* YOUR GOAL *
Count the lines in the data below that contain the string "tree", treating uppercase and lowercase as different. Give only the number.

Object detection data:
■ ■ ■ ■ ■

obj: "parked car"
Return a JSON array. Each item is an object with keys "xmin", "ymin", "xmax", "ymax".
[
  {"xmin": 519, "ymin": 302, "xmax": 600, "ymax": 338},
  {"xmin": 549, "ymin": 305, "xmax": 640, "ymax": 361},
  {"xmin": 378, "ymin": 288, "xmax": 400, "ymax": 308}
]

■ ■ ■ ■ ■

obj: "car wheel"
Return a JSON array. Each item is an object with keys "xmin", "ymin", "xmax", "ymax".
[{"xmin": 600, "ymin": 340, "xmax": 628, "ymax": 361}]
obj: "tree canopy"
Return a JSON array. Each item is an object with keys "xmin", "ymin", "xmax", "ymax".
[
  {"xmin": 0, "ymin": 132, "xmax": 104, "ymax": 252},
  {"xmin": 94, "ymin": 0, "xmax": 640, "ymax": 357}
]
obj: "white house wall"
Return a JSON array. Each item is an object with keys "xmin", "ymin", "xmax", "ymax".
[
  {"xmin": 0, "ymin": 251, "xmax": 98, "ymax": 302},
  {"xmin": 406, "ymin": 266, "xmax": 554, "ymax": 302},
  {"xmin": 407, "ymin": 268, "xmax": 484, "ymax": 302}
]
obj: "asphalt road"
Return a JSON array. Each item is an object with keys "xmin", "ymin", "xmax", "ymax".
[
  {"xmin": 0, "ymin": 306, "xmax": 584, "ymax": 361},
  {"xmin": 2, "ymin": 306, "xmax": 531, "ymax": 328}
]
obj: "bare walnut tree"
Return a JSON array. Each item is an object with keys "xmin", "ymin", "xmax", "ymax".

■ ■ ■ ■ ■

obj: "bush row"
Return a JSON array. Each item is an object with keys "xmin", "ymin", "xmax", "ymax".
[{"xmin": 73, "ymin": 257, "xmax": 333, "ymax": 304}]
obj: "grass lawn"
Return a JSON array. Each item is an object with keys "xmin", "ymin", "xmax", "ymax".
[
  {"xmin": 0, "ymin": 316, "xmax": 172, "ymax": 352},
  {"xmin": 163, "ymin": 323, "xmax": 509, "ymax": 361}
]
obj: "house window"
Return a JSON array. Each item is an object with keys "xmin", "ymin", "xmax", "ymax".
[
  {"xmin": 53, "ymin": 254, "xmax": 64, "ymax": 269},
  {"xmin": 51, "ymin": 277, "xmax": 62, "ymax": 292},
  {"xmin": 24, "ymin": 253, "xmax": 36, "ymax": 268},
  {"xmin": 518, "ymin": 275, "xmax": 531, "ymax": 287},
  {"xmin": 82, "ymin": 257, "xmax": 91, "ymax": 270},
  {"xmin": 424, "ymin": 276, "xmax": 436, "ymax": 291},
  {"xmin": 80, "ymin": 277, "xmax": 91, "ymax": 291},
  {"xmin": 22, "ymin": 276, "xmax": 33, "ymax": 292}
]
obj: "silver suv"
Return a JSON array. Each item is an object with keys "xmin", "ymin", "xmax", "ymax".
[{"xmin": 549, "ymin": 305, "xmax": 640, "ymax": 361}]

■ ■ ■ ■ ■

* IN RESPONSE *
2